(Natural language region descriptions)
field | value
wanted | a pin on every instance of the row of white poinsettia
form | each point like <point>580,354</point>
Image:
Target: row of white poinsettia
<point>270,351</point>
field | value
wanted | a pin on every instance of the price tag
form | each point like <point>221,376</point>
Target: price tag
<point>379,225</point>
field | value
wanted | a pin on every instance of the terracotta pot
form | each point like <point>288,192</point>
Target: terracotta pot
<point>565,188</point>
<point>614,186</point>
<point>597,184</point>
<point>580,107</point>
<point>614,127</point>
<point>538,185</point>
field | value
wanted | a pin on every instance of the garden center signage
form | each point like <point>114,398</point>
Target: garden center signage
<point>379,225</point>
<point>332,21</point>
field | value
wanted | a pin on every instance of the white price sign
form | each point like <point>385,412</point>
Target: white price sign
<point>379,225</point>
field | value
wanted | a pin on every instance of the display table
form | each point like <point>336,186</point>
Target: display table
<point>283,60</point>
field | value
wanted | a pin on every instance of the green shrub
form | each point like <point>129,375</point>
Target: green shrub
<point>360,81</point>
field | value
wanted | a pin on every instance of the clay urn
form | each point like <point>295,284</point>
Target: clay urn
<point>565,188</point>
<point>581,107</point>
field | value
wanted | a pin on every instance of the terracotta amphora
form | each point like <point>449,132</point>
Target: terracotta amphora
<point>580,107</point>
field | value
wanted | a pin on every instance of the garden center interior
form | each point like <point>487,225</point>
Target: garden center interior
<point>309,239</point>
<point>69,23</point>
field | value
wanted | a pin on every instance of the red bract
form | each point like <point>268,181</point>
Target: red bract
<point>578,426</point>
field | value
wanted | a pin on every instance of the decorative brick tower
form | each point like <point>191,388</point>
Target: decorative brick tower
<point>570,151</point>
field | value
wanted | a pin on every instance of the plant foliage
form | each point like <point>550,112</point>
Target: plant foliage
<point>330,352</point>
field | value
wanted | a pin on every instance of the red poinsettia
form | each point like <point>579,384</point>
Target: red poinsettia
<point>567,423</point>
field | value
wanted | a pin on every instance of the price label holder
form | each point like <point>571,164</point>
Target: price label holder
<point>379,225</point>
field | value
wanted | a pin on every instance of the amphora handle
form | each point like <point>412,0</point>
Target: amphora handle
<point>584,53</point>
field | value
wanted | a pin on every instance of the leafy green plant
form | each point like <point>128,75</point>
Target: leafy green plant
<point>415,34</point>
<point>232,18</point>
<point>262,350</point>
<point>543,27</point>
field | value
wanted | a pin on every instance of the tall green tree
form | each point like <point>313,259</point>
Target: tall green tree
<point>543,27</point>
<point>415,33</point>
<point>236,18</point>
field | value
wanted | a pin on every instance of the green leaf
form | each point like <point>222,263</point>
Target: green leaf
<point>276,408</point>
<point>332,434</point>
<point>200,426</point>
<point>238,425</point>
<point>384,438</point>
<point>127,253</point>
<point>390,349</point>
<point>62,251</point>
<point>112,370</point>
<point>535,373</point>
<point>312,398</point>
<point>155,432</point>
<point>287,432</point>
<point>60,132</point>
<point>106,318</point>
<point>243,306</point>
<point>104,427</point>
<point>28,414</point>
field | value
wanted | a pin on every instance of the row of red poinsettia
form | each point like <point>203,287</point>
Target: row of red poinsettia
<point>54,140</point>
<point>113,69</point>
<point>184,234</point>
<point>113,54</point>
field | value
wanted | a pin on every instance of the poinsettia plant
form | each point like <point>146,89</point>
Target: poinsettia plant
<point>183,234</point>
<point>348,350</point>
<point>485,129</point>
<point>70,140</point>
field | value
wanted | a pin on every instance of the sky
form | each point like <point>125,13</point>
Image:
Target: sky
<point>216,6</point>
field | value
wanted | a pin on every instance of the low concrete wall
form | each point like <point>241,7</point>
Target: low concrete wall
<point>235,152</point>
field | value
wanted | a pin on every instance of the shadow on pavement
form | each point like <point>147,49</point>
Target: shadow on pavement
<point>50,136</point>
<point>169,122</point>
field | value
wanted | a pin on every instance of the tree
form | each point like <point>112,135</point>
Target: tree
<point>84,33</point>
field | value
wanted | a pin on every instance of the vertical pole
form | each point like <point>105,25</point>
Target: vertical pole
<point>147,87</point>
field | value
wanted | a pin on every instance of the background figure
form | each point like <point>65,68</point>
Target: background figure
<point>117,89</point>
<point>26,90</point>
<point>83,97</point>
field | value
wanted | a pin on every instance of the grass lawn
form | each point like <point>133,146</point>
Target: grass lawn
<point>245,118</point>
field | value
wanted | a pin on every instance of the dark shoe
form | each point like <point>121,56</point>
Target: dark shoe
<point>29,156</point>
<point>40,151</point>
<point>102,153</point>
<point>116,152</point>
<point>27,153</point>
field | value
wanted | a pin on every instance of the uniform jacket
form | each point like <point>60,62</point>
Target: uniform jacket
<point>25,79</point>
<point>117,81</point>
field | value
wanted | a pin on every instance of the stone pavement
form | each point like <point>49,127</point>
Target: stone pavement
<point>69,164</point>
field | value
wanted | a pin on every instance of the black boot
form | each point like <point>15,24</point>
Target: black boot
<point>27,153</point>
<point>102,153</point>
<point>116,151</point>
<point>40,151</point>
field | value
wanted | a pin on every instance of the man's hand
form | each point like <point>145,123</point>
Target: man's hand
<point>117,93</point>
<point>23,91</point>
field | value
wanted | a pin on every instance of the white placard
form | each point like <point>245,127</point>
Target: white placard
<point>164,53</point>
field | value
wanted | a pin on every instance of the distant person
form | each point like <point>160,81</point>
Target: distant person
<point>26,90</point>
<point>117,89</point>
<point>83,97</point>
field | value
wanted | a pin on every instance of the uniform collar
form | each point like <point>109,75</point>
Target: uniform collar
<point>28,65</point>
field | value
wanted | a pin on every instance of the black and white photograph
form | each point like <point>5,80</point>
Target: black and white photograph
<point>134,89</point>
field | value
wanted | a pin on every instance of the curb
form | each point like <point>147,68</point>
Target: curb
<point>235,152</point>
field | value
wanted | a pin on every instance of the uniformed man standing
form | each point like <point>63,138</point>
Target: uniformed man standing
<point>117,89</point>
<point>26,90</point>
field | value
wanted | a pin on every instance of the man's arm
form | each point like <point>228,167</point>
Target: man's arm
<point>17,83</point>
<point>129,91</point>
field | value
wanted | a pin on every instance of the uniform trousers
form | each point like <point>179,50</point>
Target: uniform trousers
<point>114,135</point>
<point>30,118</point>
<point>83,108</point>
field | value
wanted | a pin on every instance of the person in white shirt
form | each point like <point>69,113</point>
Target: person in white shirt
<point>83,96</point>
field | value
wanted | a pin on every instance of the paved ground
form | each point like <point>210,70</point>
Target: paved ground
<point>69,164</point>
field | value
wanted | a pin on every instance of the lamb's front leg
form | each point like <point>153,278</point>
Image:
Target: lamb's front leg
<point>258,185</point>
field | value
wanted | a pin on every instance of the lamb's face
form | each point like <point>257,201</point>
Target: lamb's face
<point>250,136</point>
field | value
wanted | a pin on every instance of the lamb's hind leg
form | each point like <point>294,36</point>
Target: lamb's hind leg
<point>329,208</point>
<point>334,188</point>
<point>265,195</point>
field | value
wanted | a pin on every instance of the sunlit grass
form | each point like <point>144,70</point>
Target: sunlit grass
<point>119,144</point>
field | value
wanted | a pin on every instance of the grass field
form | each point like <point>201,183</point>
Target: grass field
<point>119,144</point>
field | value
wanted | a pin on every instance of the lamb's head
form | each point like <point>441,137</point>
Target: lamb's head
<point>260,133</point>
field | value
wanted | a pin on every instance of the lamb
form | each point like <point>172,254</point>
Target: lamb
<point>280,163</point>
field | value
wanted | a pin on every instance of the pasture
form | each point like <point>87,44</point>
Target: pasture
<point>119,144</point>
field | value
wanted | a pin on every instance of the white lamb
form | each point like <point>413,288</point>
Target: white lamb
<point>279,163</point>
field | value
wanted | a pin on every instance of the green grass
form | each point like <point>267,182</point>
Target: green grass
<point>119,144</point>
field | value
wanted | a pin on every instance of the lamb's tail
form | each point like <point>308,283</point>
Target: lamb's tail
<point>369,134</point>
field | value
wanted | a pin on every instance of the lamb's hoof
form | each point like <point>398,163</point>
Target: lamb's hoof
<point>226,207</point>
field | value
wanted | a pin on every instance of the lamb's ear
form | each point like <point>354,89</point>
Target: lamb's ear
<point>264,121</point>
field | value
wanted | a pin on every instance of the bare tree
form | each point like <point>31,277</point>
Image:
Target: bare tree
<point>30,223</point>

▶ TASK TO COMPLETE
Could you write out exactly the lines above, starting at the first one and ending with the line that has "form | each point like <point>221,376</point>"?

▶ RESULT
field | value
wanted | a pin on every instance of the row of white poinsettia
form | each point like <point>580,354</point>
Image:
Target: row of white poinsettia
<point>270,351</point>
field | value
wanted | a pin on every instance of the price tag
form | each point like <point>221,376</point>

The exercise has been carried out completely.